Text block:
====================
If you have an emotional response to anything an agent or LLM does then you should lay off the sauce for a while and take a walk or something. This stuff is just dumb tech, no matter what the appearances and it does not warrant you getting emotionally invested in your interaction with it. It's a tool. Just like there is no point in getting upset at a hammer or a chainsaw. You are in control, you are the user.
The fact that it's supposed act like a tool, and you come to treat it as one, makes it more frustrating. What if you bought a very expensive knife that went dull every 10 minutes? Of course, you would mutter some curses at the knife; that doesn't mean you believe it to be sentient.
Yes, I see the flipside just fine, but we should all keep that flipside in mind all the time and not to let these tools get under our skin. That's why I keep any AI interaction off my main computer: no risk of contaminating my professional output and no way to let it become a habit.
Setting it to a different conversational tone is a patch, not a solution, it will just postpone the same outcome because the interaction model is purposefully created to resemble the interaction with a human. They could easily fix that but somehow none of the AI peddlers want to do this.
====================
[Data taken from a collection]
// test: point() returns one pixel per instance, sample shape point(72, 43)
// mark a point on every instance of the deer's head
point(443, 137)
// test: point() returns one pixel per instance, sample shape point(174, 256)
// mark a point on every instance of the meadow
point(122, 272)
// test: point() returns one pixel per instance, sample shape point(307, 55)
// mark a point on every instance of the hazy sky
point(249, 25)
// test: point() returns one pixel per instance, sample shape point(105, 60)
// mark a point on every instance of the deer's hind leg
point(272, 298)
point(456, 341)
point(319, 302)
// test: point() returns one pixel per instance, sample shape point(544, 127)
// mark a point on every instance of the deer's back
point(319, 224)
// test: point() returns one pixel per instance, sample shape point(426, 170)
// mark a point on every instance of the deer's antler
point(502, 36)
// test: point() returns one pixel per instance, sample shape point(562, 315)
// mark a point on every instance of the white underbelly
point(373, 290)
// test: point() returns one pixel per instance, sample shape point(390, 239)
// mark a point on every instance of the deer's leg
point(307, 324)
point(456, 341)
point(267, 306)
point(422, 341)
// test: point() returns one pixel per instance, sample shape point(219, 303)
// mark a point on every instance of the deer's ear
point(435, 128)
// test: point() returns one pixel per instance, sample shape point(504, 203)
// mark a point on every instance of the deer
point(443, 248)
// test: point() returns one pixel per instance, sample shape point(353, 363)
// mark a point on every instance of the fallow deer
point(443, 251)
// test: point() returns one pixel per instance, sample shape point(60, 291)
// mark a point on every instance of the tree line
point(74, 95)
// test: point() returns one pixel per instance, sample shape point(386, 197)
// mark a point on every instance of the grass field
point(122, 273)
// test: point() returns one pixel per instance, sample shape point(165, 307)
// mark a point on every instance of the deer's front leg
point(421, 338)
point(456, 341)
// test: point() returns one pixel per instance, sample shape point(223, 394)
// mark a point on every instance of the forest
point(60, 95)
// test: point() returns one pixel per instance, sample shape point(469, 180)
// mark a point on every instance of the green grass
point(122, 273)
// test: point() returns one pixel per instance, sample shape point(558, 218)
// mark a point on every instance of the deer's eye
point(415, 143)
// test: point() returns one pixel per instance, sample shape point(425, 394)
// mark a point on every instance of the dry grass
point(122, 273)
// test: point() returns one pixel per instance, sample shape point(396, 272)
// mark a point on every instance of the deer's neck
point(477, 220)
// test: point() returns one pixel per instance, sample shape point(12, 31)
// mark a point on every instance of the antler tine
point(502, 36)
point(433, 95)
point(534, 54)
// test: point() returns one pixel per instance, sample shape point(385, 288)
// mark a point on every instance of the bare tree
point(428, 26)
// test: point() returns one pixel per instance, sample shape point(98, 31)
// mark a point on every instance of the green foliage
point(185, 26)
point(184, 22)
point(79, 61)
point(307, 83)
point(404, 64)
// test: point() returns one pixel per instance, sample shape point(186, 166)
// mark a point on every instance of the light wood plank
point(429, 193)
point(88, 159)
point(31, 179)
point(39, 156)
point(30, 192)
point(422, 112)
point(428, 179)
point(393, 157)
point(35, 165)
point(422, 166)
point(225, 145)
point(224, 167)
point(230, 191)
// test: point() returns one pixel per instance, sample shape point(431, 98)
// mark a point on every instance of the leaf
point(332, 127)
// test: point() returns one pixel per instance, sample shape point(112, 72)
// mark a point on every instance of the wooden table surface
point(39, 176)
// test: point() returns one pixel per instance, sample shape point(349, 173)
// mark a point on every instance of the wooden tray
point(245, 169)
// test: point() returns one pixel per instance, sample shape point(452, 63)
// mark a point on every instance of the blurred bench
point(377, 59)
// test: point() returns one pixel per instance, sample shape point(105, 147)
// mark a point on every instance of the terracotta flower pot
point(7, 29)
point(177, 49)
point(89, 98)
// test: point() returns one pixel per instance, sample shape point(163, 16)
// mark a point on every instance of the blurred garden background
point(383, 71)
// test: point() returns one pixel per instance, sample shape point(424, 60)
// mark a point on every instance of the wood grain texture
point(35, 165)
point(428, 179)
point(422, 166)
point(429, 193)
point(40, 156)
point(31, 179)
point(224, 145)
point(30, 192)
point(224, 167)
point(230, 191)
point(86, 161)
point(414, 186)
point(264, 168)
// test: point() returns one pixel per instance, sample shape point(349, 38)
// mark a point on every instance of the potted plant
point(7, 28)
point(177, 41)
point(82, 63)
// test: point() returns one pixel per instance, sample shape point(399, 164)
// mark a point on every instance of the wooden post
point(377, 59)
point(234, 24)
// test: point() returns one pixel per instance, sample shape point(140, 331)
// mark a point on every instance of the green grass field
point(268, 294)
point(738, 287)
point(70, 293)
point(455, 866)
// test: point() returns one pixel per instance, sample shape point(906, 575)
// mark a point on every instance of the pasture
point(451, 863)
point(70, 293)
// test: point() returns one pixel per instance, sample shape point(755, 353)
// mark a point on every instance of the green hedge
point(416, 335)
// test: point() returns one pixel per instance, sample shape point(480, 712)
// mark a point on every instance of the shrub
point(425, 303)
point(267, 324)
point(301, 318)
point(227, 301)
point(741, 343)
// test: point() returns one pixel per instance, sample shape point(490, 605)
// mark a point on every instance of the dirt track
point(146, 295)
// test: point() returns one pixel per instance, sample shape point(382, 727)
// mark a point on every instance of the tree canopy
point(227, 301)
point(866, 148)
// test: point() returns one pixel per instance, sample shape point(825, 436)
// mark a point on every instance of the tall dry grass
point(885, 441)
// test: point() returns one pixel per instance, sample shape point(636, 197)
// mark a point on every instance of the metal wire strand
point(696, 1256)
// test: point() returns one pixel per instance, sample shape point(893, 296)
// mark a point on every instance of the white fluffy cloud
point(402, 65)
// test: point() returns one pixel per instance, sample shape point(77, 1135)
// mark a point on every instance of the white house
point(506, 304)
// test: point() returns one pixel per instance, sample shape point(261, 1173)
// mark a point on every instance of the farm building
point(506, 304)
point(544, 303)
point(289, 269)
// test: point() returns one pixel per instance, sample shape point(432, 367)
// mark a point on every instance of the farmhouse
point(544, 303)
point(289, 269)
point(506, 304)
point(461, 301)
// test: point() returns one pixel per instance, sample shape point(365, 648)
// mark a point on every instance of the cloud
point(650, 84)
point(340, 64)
====================
Exercise prompt:
Resume the forum discussion about getting frustrated with AI tools, starting after its last post. This data comes from a different source than the forum discussion about getting frustrated with AI tools.

Answer section:
This is part of the whole alignment problem and one of the reasons I have a hard time seeing this whole development as a net positive even if it allows me to do some stuff in an easier way than before. The companies behind this stuff lack in the ethics department and they all are eyeing your wallet. The more involved you are the easier it will be to empty your wallet. So don't let that happen.
This is indicative of too much context. Remember these systems don't "think" they predict. If you think of the context as an insanely large map with shifting and duplicate keys and queries, the hallucinating and seeming loss of context makes sense. Find ways to reduce the context for better results. Reduce sample sizes, exclude unrelated repositories and code. Remember that more context results in more cost and when the AI investment money dries up, this will be untenable for developers.
If you can't reduce context it suggests the scope of your prompt is too large. The system doesn't "think" about the best solution to a prompt, it uses logic to determine what outputs you'll accept. So if you prompt do an online casino website with user accounts and logins, games, bank card processing, analytics, advertising networks etc., the Agent will require more context than just prompting for the login page.
So to answer the question, if my agent loses context, I feel like I've messed up.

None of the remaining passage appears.